**STATED TASK**
Return every line of the entries that contains the word "front", copying each line in full.

= = = = = = =

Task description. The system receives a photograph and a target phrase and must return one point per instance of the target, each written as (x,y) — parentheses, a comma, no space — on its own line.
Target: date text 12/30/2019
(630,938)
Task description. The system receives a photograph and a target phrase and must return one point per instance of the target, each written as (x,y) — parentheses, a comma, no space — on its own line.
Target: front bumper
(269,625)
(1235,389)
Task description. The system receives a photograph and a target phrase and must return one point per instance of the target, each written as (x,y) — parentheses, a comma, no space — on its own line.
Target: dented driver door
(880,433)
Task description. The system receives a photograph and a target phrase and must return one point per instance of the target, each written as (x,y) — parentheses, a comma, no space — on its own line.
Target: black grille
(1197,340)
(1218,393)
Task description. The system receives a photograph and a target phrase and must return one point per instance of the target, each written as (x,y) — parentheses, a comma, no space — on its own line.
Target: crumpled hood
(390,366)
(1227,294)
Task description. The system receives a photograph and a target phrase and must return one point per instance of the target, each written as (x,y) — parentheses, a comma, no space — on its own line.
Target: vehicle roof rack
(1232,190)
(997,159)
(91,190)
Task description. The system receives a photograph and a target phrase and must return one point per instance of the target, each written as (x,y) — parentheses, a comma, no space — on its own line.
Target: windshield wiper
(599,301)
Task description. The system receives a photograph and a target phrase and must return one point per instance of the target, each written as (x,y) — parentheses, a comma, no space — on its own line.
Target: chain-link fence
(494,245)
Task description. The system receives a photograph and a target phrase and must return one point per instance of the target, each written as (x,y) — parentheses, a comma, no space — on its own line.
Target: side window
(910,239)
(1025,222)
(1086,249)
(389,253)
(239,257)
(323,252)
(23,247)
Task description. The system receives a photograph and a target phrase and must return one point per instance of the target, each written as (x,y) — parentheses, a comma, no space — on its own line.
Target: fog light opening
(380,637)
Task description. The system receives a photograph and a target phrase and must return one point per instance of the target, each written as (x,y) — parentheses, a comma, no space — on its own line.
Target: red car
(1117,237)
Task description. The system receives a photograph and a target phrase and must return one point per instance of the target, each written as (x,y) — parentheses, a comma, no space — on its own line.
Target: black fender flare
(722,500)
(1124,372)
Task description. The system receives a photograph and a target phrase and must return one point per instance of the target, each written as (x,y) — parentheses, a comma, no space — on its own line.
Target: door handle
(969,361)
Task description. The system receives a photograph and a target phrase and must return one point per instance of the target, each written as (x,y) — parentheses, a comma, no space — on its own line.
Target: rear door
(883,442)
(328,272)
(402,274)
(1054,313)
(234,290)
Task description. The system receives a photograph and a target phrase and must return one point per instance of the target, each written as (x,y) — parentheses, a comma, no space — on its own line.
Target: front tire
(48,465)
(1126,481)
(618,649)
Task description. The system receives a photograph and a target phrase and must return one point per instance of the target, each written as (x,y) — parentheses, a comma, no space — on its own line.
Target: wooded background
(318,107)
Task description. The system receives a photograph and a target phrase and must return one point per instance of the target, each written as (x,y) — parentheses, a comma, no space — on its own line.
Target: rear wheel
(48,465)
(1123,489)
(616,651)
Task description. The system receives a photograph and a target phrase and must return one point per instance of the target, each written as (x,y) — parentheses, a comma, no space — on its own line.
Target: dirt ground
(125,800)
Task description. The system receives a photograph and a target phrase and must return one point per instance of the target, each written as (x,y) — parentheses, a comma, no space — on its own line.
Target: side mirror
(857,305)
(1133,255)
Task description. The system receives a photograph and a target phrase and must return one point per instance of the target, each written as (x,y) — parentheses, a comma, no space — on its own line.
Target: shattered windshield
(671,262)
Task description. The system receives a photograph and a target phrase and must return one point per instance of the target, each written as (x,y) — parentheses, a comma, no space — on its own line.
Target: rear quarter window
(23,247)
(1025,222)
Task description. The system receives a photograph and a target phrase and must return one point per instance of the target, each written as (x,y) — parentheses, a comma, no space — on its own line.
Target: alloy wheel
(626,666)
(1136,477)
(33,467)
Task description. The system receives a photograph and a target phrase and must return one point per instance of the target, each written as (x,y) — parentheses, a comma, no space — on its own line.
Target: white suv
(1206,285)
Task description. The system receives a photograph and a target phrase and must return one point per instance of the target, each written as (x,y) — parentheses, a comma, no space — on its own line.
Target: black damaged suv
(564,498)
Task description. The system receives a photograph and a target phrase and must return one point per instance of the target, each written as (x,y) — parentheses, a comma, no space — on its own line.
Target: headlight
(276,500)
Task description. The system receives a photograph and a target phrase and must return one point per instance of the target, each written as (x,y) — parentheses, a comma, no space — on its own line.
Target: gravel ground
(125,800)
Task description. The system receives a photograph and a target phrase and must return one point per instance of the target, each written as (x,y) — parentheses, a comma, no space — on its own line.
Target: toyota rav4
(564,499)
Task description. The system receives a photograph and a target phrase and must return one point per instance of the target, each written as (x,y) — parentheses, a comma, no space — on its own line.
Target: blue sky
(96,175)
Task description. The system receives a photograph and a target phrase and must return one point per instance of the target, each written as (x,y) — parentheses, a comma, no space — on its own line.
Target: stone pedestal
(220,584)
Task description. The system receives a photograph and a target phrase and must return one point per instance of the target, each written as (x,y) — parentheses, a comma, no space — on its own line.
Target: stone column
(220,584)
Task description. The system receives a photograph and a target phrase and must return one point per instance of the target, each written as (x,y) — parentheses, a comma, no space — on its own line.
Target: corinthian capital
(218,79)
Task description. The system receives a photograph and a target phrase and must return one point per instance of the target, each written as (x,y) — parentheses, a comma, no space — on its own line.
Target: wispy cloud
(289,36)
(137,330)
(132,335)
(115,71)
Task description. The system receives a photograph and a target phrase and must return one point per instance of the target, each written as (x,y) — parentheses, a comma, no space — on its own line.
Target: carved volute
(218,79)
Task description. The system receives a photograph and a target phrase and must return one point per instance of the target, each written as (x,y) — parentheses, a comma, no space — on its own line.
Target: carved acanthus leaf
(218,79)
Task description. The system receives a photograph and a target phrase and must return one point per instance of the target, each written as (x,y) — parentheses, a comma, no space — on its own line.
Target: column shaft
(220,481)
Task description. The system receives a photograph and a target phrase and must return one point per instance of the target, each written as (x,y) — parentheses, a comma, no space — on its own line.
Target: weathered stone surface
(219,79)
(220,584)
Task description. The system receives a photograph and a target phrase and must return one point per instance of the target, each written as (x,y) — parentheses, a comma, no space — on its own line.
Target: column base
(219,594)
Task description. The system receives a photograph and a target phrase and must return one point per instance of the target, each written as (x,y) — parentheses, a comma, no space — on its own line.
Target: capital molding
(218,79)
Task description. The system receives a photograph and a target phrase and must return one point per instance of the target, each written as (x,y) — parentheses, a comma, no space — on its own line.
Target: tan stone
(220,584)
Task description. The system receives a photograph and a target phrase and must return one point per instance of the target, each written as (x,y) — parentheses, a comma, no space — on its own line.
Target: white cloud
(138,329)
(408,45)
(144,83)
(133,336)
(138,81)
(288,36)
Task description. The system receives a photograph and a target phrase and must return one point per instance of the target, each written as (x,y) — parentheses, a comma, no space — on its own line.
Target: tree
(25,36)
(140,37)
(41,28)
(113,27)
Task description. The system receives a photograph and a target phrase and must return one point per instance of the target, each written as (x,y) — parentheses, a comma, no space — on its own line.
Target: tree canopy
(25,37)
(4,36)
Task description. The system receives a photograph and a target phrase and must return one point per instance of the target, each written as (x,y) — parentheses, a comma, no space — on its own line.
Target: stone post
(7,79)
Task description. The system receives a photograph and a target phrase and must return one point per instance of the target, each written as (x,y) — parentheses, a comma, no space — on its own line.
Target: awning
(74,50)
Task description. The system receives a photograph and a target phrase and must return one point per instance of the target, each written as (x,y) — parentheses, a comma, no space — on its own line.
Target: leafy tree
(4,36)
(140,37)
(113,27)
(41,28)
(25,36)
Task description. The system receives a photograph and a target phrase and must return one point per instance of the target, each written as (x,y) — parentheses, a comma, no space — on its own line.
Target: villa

= = = = = = =

**SOLUTION**
Target: front bumper
Target: front tire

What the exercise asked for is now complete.